◆ Short problem 1: Write out the part of the transfer learning interview starting at "Research on Transfer" and ending at "cannot be obtained.".
◆ Short problem 2:
Answer these questions from the interview on transfer learning, with each answer on its own line.
(a) What title does Atsutoshi Kumagai hold?
(b) What is the name of the go-playing AI that beat the top player?
(c) What task is given as an example in which recent AIs perform as well as humans?
◆ Short problem 3: List every keyword that the transfer learning interview gives on its keywords line.

Research on Transfer Learning to Give AI the Same Versatility and Skill as Humans
Machine learning is needed to build artificial intelligence (AI), and this requires a large amount of training data. Sometimes, however, you cannot get enough high-quality training data. What’s more, to prevent an AI from becoming out of date, you need to re-train it regularly to keep pace with data that is constantly changing. In this interview, Distinguished Researcher Atsutoshi Kumagai talked to us about the technology of transfer learning, which can be used to improve AI performance even when ideal data cannot be obtained.
Keywords: transfer learning, AI, anomaly detector
Transfer learning improves AI performance even without sufficient data
—What sort of technology is transfer learning?
When an artificial intelligence (AI) is given an unknown task or a task without sufficient training data, transfer learning technology helps improve performance by leveraging training data from related tasks to compensate for data shortages. We are studying the possibility of using transfer learning technology to give AI the same versatility and skill as a human. For example, we humans can do a variety of different tasks like cooking, doing simple calculations, reading and writing, talking, running, throwing a ball, and more. And when we’re presented with a new task we’ve never seen before, we can use our past knowledge and experience to adapt to and get the hang of it in relatively few attempts.
On the other hand, recent AIs have been able to perform as well as, and in some senses exceed, humans in specific tasks for which large amounts of data can be prepared, such as image recognition. One example of this is the news that an AI that plays go, called AlphaGo, beat the top player in the field. However, AIs do not have the versatility or skill that humans have. This is common knowledge among researchers like myself.

◆ Data rows:

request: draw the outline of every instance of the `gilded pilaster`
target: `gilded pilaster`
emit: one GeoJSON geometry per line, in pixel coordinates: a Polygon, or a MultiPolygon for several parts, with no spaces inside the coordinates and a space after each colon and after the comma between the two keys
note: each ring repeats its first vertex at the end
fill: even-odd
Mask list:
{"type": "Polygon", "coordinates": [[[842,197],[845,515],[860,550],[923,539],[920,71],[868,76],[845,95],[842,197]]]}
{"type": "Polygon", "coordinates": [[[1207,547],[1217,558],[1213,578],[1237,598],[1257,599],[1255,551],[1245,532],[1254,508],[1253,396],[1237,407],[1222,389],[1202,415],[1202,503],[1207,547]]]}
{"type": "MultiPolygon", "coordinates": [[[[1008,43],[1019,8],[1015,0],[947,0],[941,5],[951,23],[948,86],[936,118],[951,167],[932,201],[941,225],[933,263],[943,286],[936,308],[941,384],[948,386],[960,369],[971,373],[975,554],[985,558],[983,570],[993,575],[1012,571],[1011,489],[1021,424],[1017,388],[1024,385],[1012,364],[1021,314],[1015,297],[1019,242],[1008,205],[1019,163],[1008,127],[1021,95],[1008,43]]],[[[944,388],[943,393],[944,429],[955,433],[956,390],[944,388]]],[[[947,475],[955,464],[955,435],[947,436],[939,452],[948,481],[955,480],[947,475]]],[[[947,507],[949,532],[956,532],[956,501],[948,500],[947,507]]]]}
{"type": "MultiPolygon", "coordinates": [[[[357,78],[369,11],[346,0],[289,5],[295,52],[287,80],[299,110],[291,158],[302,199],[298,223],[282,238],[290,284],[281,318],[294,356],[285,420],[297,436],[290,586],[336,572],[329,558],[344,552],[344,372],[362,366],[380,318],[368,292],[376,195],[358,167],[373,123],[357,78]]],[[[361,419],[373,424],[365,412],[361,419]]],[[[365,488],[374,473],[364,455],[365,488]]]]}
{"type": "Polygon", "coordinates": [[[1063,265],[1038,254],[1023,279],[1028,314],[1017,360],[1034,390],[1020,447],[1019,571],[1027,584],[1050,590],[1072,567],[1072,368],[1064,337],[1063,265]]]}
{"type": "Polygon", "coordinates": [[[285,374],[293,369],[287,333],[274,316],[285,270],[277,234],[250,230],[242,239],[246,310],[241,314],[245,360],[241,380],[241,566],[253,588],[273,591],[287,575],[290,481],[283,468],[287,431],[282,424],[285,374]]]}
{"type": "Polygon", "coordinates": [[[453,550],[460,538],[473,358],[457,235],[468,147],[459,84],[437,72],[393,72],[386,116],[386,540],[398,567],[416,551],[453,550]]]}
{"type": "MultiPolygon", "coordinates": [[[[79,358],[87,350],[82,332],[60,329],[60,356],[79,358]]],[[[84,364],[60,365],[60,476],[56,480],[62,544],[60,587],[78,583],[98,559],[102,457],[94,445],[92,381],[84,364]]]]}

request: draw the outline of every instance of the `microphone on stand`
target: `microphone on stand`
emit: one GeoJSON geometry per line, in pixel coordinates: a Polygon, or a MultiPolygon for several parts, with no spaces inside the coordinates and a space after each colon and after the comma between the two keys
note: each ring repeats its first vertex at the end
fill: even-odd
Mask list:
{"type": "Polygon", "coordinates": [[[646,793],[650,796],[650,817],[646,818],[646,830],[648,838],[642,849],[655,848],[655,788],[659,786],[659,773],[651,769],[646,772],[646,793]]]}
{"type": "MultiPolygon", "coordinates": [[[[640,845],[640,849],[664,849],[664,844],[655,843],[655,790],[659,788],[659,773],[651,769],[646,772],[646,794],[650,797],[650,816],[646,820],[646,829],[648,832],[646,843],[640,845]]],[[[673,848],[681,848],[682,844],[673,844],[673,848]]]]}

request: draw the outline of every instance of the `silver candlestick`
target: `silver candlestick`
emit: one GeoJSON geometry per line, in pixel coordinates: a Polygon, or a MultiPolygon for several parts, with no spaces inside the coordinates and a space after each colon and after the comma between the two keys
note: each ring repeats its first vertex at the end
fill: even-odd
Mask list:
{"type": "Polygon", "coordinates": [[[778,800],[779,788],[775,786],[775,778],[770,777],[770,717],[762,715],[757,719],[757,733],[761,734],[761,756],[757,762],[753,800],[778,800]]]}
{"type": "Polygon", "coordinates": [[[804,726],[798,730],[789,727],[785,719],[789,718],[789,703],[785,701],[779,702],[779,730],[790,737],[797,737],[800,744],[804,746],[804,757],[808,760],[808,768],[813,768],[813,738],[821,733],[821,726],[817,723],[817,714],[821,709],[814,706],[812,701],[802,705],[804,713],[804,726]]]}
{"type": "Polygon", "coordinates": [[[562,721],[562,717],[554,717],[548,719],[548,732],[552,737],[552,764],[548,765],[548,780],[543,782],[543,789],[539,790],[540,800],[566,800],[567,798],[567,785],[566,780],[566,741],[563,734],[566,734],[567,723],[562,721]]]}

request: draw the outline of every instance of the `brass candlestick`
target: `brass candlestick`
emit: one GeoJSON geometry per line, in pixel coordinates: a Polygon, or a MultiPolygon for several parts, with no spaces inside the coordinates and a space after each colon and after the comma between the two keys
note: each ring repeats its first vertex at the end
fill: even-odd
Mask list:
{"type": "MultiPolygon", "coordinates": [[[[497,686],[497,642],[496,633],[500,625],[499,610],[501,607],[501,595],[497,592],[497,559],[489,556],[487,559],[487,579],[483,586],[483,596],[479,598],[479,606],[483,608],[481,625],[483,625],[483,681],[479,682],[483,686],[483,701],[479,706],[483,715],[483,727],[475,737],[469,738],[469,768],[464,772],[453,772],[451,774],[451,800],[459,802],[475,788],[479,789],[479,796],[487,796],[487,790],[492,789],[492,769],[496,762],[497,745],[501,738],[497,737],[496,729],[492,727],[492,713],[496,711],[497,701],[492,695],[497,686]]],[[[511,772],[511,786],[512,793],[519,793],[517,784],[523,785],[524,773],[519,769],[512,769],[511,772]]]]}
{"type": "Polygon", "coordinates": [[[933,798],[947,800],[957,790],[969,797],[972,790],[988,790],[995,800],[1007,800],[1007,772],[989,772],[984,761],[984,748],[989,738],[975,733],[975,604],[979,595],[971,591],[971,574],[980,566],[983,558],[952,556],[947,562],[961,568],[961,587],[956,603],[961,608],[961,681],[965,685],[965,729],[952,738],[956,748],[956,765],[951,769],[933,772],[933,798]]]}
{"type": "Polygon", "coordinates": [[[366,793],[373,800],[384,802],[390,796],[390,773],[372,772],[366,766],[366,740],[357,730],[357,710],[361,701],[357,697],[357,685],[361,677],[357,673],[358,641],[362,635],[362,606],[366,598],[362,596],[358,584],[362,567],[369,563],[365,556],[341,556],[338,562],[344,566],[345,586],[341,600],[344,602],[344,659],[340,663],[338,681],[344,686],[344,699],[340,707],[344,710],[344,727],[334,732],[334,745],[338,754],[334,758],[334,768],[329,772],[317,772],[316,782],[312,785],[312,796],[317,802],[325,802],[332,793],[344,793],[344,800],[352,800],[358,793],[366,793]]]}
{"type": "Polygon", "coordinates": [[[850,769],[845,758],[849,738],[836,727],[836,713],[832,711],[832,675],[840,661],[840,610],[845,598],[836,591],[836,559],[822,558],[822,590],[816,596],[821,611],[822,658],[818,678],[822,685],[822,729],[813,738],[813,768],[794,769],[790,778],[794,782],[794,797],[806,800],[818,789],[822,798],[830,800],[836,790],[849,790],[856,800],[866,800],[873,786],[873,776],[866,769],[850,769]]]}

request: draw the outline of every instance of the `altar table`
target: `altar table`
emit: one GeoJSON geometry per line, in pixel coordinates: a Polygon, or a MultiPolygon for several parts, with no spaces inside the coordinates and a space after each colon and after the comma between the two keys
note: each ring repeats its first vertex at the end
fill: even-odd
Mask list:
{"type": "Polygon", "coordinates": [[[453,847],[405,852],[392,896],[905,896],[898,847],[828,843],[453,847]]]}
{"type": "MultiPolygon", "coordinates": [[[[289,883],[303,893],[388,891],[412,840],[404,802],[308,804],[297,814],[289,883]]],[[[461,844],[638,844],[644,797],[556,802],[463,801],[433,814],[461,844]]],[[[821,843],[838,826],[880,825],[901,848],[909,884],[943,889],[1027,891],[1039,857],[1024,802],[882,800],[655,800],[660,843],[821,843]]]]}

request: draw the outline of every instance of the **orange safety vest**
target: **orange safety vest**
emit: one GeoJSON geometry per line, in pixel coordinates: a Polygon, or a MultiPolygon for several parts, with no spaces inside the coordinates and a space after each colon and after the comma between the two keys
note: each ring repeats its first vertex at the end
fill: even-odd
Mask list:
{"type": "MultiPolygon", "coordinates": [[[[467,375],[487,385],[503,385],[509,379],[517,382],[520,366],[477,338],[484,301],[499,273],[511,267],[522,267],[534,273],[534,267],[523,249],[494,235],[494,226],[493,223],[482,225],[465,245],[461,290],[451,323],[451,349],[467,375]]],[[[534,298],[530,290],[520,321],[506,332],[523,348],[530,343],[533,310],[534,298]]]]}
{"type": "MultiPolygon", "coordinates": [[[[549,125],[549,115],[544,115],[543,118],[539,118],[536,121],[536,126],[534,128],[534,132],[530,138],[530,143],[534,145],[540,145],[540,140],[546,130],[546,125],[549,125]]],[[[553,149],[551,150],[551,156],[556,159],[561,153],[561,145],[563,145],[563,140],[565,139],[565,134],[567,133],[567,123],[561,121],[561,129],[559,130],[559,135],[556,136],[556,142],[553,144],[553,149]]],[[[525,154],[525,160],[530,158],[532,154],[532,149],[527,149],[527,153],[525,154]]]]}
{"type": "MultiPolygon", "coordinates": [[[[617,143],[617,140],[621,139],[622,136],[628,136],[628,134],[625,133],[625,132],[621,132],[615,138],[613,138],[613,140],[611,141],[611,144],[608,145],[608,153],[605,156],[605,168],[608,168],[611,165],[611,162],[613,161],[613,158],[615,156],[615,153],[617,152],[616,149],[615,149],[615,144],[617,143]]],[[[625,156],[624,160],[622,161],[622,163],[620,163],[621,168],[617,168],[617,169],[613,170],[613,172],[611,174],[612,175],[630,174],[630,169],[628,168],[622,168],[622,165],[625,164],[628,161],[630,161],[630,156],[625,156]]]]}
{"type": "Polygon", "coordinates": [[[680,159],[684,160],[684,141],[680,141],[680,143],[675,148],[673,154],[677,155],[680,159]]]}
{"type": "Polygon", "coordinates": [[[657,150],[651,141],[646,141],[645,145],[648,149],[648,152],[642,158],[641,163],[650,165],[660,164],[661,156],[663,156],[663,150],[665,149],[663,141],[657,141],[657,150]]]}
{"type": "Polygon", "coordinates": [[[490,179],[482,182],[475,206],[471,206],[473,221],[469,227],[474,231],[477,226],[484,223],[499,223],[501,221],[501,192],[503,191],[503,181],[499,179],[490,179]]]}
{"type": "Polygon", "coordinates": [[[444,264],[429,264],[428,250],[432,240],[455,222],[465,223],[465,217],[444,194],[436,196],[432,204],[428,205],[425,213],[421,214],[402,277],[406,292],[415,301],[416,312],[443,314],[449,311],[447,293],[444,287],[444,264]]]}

◆ Exercise solution 1:
Research on Transfer Learning to Give AI the Same Versatility and Skill as Humans
Machine learning is needed to build artificial intelligence (AI), and this requires a large amount of training data. Sometimes, however, you cannot get enough high-quality training data. What’s more, to prevent an AI from becoming out of date, you need to re-train it regularly to keep pace with data that is constantly changing. In this interview, Distinguished Researcher Atsutoshi Kumagai talked to us about the technology of transfer learning, which can be used to improve AI performance even when ideal data cannot be obtained.

◆ Exercise solution 2:
(a) Distinguished Researcher
(b) AlphaGo
(c) Image recognition

◆ Exercise solution 3:
transfer learning
AI
anomaly detector